**SET EXERCISE:** Would you return the complete listing below word for word?

**DATA SUPPLIED:**

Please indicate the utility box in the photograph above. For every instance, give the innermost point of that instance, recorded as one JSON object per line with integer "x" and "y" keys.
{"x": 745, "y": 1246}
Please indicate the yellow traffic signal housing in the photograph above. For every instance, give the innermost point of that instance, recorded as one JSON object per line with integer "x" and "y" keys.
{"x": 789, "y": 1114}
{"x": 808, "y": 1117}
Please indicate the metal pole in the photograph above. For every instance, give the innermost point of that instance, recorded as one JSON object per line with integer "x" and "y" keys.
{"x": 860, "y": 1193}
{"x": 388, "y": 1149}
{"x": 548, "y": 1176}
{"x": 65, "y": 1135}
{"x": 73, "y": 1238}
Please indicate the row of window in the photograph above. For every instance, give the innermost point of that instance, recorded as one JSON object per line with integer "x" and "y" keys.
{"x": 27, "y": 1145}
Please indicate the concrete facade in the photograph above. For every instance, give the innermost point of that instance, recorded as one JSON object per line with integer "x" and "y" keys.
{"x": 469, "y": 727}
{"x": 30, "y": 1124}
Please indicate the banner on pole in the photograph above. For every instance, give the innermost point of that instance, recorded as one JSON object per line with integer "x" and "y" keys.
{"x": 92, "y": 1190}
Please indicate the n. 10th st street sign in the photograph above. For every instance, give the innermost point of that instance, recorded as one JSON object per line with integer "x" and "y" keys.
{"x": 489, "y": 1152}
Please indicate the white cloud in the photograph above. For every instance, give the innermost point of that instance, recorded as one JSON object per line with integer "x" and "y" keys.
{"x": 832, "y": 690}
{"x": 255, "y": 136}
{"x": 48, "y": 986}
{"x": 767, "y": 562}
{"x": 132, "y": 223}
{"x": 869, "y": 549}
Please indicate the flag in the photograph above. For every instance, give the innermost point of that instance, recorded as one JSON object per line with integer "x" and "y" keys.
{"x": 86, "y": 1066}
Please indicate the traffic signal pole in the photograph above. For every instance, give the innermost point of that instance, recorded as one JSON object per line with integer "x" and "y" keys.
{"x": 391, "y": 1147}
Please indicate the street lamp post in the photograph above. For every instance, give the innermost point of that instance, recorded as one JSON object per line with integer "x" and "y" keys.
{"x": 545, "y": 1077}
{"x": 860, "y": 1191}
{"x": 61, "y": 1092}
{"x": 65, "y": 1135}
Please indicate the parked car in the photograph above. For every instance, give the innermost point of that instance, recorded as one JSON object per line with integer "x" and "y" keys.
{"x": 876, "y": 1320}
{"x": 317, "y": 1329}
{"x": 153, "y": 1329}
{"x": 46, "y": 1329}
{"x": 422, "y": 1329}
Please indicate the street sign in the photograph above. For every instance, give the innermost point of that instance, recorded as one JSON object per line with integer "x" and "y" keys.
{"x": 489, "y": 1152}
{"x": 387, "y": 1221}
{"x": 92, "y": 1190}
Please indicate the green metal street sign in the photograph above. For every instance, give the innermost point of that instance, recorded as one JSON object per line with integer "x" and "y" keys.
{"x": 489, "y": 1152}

**TASK RESPONSE:**
Please indicate the utility box in the photograph above. For every instance, give the innermost point of that instance, recorded as one JSON object per line with integer "x" and "y" keys.
{"x": 745, "y": 1246}
Please indicate the yellow traffic signal housing in the photograph above. For every instance, give the innermost point of that instance, recorded as one JSON object per line with integer "x" and "y" keys.
{"x": 789, "y": 1114}
{"x": 808, "y": 1117}
Please indicate the metal pole in the photograph above. For every instance, give the innermost point of that instance, recorded as one JSON object per line with integer "x" and "y" keys.
{"x": 860, "y": 1193}
{"x": 388, "y": 1149}
{"x": 548, "y": 1176}
{"x": 65, "y": 1135}
{"x": 73, "y": 1238}
Please indicate the row of window in the photograph above. For every instance, give the innermost point of that instance, recorded as one JSON object per line with integer "x" and "y" keys.
{"x": 27, "y": 1145}
Please indicate the concrete facade in the photograph above. For every instance, give the innermost point of that instance, recorded as one JSON object per line with integer "x" and "y" keys.
{"x": 469, "y": 727}
{"x": 30, "y": 1124}
Please indicate the banner on pole in the photograph above. For every instance, give the innermost point of that instance, recorded as one JSON object per line with integer "x" and "y" keys.
{"x": 92, "y": 1190}
Please indicate the n. 10th st street sign in the photograph above. For every instance, give the innermost point of that instance, recorded as one JSON object per line with integer "x" and "y" keys.
{"x": 489, "y": 1152}
Please indicate the white cloud in the photograph above. For every instance, give the innermost point of that instance, recorded as one JSON object per line with integer "x" and "y" keys.
{"x": 832, "y": 690}
{"x": 255, "y": 136}
{"x": 48, "y": 986}
{"x": 767, "y": 562}
{"x": 132, "y": 223}
{"x": 869, "y": 549}
Please indicate the flag in the photograph above. For every instance, give the innermost point of that instance, recorded as one JSON object per line with integer "x" and "y" keys.
{"x": 86, "y": 1066}
Please indicate the traffic signal pole in the photograph above. For every instance, give the innermost point of that instance, recorded as one JSON object per line with integer "x" and "y" keys.
{"x": 391, "y": 1147}
Please indicate the street lamp post in the photograph above. For every instance, give the innermost point of that instance, recorded as one JSON object per line with integer "x" and "y" keys.
{"x": 545, "y": 1077}
{"x": 860, "y": 1191}
{"x": 61, "y": 1092}
{"x": 65, "y": 1135}
Please indicate the parked car in the photograph above. For every instance, give the innermost point of that instance, recorded as one JSON object per line with integer "x" and "y" keys.
{"x": 876, "y": 1320}
{"x": 317, "y": 1329}
{"x": 153, "y": 1329}
{"x": 46, "y": 1329}
{"x": 422, "y": 1329}
Please indicate the street sign in the photograph above. For every instance, give the innermost point of that instance, recorded as one JSON object per line with integer "x" and "y" keys.
{"x": 489, "y": 1152}
{"x": 387, "y": 1221}
{"x": 92, "y": 1190}
Please indicate the green metal street sign in the photograph above. For every instance, give the innermost point of that instance, recorded as one JSON object per line with integer "x" and "y" keys.
{"x": 489, "y": 1152}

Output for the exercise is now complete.